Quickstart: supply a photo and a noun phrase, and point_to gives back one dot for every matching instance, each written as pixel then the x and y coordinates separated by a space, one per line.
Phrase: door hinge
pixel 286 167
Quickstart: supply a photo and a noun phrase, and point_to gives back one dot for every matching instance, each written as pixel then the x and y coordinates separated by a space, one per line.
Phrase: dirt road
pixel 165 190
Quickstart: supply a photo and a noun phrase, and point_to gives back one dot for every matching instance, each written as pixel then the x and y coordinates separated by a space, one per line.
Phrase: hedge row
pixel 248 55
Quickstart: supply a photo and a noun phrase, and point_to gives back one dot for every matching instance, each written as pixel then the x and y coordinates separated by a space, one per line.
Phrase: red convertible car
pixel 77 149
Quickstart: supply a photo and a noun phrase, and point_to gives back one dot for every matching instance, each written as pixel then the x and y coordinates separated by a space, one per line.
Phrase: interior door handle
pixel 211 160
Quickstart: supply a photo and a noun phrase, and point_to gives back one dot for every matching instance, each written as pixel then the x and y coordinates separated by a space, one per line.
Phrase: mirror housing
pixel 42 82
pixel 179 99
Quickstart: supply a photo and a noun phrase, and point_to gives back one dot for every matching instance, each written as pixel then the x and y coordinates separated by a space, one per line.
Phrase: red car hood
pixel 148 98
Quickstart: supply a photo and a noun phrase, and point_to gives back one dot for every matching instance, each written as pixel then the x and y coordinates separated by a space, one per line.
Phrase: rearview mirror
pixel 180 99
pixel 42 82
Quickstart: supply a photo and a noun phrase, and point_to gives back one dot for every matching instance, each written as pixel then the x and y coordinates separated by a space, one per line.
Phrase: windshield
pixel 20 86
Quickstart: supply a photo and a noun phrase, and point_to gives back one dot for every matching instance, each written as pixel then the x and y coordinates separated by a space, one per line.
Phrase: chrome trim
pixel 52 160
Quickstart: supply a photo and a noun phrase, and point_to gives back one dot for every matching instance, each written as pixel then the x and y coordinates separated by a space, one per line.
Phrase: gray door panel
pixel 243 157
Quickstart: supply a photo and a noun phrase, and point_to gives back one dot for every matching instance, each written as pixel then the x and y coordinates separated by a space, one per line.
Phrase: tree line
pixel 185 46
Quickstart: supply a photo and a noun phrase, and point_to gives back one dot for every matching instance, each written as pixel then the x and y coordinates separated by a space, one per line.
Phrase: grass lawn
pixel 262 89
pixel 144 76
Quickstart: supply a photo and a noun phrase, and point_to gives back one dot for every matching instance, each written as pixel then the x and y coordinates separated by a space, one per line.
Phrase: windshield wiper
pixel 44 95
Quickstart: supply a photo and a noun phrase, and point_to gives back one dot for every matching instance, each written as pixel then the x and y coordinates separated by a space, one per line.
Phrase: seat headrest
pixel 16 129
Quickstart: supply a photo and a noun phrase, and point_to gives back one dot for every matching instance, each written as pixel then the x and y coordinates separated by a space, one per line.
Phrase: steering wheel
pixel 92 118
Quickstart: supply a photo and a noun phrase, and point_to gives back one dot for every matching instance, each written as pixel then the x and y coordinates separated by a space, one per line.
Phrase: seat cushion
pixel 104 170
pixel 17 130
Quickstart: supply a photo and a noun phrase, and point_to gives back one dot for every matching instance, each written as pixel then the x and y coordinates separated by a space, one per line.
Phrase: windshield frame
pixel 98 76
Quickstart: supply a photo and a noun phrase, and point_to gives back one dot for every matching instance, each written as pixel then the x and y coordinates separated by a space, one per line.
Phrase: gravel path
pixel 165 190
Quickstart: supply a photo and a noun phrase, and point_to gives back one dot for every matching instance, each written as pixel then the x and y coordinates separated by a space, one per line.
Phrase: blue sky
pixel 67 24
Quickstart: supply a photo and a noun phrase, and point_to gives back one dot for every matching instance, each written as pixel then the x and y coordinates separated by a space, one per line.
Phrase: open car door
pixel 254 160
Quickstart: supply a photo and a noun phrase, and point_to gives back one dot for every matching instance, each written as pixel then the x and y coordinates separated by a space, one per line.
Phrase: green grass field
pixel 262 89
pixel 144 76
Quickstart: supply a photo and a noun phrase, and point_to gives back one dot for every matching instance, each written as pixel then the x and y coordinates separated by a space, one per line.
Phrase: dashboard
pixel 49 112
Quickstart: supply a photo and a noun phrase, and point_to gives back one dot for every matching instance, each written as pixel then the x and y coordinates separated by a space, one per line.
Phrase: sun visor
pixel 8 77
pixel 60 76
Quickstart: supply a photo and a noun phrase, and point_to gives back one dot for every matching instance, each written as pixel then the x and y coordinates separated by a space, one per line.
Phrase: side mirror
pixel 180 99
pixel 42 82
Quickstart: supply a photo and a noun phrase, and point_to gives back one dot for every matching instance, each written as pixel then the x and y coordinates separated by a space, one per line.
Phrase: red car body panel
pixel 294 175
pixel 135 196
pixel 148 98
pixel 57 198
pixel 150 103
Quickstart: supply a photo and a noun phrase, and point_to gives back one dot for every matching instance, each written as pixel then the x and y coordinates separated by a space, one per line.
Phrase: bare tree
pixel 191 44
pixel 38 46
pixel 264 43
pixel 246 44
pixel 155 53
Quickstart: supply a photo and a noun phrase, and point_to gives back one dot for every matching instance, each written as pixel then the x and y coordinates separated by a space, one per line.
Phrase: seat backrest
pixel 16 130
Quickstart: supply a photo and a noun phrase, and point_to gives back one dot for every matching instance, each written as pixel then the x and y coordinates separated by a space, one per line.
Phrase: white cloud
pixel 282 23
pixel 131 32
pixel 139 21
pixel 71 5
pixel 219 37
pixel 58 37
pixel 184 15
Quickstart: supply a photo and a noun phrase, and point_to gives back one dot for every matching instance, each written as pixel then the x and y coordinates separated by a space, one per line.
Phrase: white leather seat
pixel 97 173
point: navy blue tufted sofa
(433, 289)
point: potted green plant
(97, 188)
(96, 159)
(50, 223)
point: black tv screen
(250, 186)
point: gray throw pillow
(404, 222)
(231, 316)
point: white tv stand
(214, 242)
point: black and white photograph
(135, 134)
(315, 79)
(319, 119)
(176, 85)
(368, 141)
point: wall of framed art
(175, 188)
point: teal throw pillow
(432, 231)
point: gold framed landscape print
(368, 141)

**********

Exercise >> The output is every entry, printed exactly as it reads.

Result for this task >>
Quickstart: supply a photo and a noun phrase, and point_to gives back one dot for every matching instance, each written as pixel then the x and y coordinates separated by a space, one per line.
Phrase: door hinge
pixel 286 167
Quickstart: supply a photo and a noun phrase, and point_to gives back one dot for every matching instance, each written as pixel then the x and y coordinates separated by a space, one per line.
Phrase: dirt road
pixel 165 190
Quickstart: supply a photo and a noun phrase, and point_to gives back one dot for every matching instance, each written as pixel then the x and y coordinates separated by a space, one per line.
Phrase: hedge row
pixel 248 55
Quickstart: supply a photo and a noun phrase, and point_to gives back one dot for every matching instance, each written as pixel then the x and y coordinates separated by a space, one per line.
Phrase: red convertible car
pixel 77 149
Quickstart: supply a photo and a noun phrase, and point_to gives back one dot for every matching instance, each written as pixel then the x and y coordinates separated by a space, one per line.
Phrase: interior door handle
pixel 211 160
Quickstart: supply a photo and a noun phrase, and point_to gives back one dot for every matching instance, each written as pixel then the x and y coordinates separated by a space, one per line.
Phrase: mirror housing
pixel 42 82
pixel 179 99
Quickstart: supply a photo and a noun phrase, and point_to gives back one dot for every matching instance, each written as pixel then the x and y coordinates separated by a space, one per line.
Phrase: red car hood
pixel 148 98
Quickstart: supply a photo and a noun phrase, and point_to gives back one dot for every matching instance, each written as pixel then the x and y coordinates separated by a space, one per line.
Phrase: rearview mirror
pixel 180 99
pixel 42 82
Quickstart: supply a photo and a noun phrase, and point_to gives back one dot for every matching instance, each written as pixel then the x and y coordinates separated by a space, one per line.
Phrase: windshield
pixel 20 86
Quickstart: supply a photo and a noun phrase, and point_to gives back one dot for every matching instance, each written as pixel then the x and y coordinates separated by a space, one per line.
Phrase: chrome trim
pixel 52 160
Quickstart: supply a photo and a noun phrase, and point_to gives back one dot for every matching instance, each written as pixel then the x and y coordinates separated by a space, one per line.
Phrase: gray door panel
pixel 243 157
Quickstart: supply a photo and a noun phrase, and point_to gives back one dot for every matching instance, each written as pixel then the x and y coordinates separated by a space, one per line.
Phrase: tree line
pixel 185 46
Quickstart: supply a photo and a noun phrase, and point_to gives back one dot for every matching instance, each written as pixel then the x and y coordinates separated by a space, one per line.
Phrase: grass lawn
pixel 262 89
pixel 144 76
Quickstart: supply a photo and a noun phrase, and point_to gives back one dot for every matching instance, each written as pixel then the x and y coordinates separated by a space, one per line.
Phrase: windshield wiper
pixel 44 95
Quickstart: supply a photo and a noun phrase, and point_to gives back one dot for every matching instance, each written as pixel then the x and y coordinates separated by a space, one per line.
Phrase: seat headrest
pixel 16 129
Quickstart: supply a photo and a noun phrase, and point_to gives back one dot for every matching instance, each written as pixel then the x and y coordinates separated by a space, one per line.
Phrase: steering wheel
pixel 92 118
Quickstart: supply a photo and a noun phrase, and point_to gives back one dot for every matching instance, each written as pixel then the x and y coordinates separated by a space, one per line.
Phrase: seat cushion
pixel 104 170
pixel 17 130
Quickstart: supply a photo and a noun phrase, and point_to gives back one dot for every matching instance, each written as pixel then the x and y coordinates separated by a space, one per line.
Phrase: windshield frame
pixel 98 76
Quickstart: supply a photo and a noun phrase, and point_to gives back one dot for every matching instance, each written as pixel then the x and y coordinates separated by a space, one per line.
Phrase: gravel path
pixel 165 190
Quickstart: supply a photo and a noun phrase, and point_to gives back one dot for every matching instance, each written as pixel then the x and y coordinates separated by a space, one per line.
Phrase: blue sky
pixel 67 24
Quickstart: supply a photo and a noun phrase, and point_to gives back one dot for every matching instance, each written as pixel then the x and y coordinates separated by a space, one per line.
Phrase: open car door
pixel 254 160
Quickstart: supply a photo and a noun phrase, and point_to gives back one dot for every matching instance, each written as pixel then the x and y coordinates separated by a space, one per line.
Phrase: green grass field
pixel 262 89
pixel 144 76
Quickstart: supply a photo and a noun phrase, and point_to gives back one dot for every matching instance, each written as pixel then the x and y coordinates separated by a space, one per line.
Phrase: dashboard
pixel 49 112
Quickstart: supply a photo and a noun phrase, and point_to gives back one dot for every matching instance, each written as pixel then the x and y coordinates separated by a space, one per line.
Phrase: sun visor
pixel 8 77
pixel 60 76
Quickstart: supply a photo and a noun phrase, and point_to gives back one dot for every matching instance, each written as pixel then the x and y coordinates separated by a space, one per line.
Phrase: side mirror
pixel 180 99
pixel 42 82
Quickstart: supply a photo and a noun phrase, and point_to gives back one dot for every matching instance, each written as pixel then the x and y coordinates separated by a space, one per line.
Phrase: red car body panel
pixel 294 175
pixel 135 196
pixel 148 98
pixel 57 198
pixel 150 103
Quickstart: supply a photo and a noun phrase, and point_to gives back one dot for every matching instance, each written as pixel then the x and y coordinates separated by a space, one per line.
Phrase: bare tree
pixel 191 44
pixel 38 46
pixel 264 43
pixel 246 44
pixel 155 53
Quickstart: supply a photo and a noun phrase, and point_to gives back one dot for every matching instance, each written as pixel then the x and y coordinates separated by a space, one per line.
Phrase: seat backrest
pixel 16 130
Quickstart: supply a photo and a noun phrase, and point_to gives back one dot for every matching instance, each written as pixel then the x and y coordinates separated by a space, one per line.
Phrase: white cloud
pixel 282 23
pixel 131 32
pixel 139 21
pixel 71 5
pixel 219 37
pixel 58 37
pixel 184 15
Quickstart: supply a photo and a noun phrase, and point_to gives back one dot for every matching instance, each written as pixel then the x and y coordinates separated by a space, one per line.
Phrase: white leather seat
pixel 97 173
point: navy blue tufted sofa
(433, 289)
point: potted green plant
(97, 188)
(96, 159)
(50, 223)
point: black tv screen
(250, 186)
point: gray throw pillow
(404, 222)
(231, 316)
point: white tv stand
(214, 242)
point: black and white photograph
(135, 134)
(315, 79)
(319, 119)
(176, 85)
(368, 141)
point: wall of framed art
(175, 188)
point: teal throw pillow
(432, 231)
point: gold framed landscape print
(368, 141)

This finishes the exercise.